Speaker
Description
The AMOC is key to the North Atlantic (NA) being a sink for carbon dioxide (CO2) from the atmosphere, through both surface cooling of waters advected polewards (making them more soluble to CO2) prior to sinking at high latitudes, and through northwards nutrient delivery that sustains strong subpolar biological production (that drives down CO2 levels). As atmospheric CO2 levels have increased, the NA has played an outsized role in mitigating their rise, accounting for ~30% of all global CO2 uptake from the atmosphere and 25% of the global anthropogenic carbon inventory, despite making up only 15% of the ocean surface.
However, current climate models however significantly underestimate the current ocean uptake of CO2 (by up to 20%) and disagree widely in future projections (particularly in subpolar regions), limiting our ability to assess the effects of emissions reduction policies. The main source of uncertainty is attributed to how the models represent the magnitude of and balance between ocean carbon transports and regional carbon uptake in mid-to-high latitudes, which determine how much carbon accumulates in the ocean interior. Current observations are insufficient to constrain these processes, lacking both the temporal and spatial coverage necessary to quantify both NA carbon/nutrient transport convergence, and deconvolve the anthropogenic component of air-sea CO2 fluxes.
Here we present new initiatives to improve our knowledge of the movements of carbon and nutrients into and out of the Atlantic - and the surface carbon fluxes that result - through the instrumentation of transport mooring arrays with biogeochemical sensors and autonomous water samplers. They will help us better understand how the ventilation and overturning systems interact, the mechanisms that drive the current NA carbon sink (thermal / biological), and the fate of carbon exported to depth.

• _Records_:
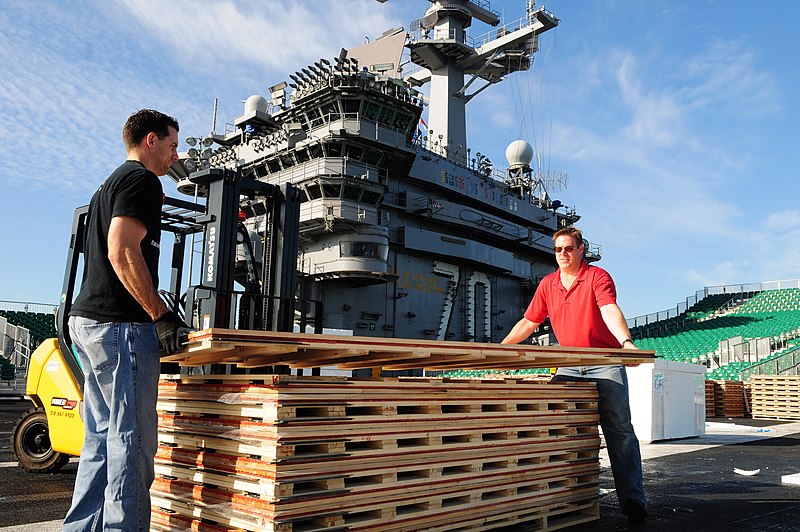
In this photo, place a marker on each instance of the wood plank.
(229, 346)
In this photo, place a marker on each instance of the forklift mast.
(268, 299)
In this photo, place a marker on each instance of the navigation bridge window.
(367, 250)
(346, 191)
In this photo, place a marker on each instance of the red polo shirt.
(575, 313)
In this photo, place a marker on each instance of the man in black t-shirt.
(117, 324)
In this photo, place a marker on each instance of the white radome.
(519, 153)
(255, 103)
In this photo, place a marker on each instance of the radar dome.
(519, 153)
(255, 103)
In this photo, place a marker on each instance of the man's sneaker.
(635, 511)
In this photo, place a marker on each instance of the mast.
(440, 45)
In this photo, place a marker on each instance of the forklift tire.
(30, 442)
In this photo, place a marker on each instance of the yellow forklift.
(46, 437)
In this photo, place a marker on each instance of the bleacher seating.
(41, 325)
(772, 314)
(694, 336)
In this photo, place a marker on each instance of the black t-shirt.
(131, 190)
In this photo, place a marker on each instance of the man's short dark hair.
(145, 121)
(574, 232)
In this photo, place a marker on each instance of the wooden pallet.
(729, 399)
(289, 453)
(711, 409)
(252, 349)
(775, 396)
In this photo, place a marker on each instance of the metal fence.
(732, 289)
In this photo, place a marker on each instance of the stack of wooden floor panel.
(711, 409)
(254, 349)
(775, 396)
(729, 399)
(284, 453)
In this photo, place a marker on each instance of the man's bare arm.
(520, 331)
(125, 235)
(615, 321)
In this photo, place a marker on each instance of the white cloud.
(275, 35)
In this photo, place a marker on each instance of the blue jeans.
(615, 419)
(121, 364)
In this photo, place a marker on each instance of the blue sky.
(674, 120)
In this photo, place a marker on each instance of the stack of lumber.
(287, 453)
(711, 409)
(255, 349)
(775, 396)
(729, 399)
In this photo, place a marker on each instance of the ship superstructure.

• _Your goal_: According to the text on the North Atlantic carbon sink, what share of all global CO2 uptake from the atmosphere does the North Atlantic account for? The records were taken from a separate source and have no connection to the text.

• _Exercise response_: About 30%.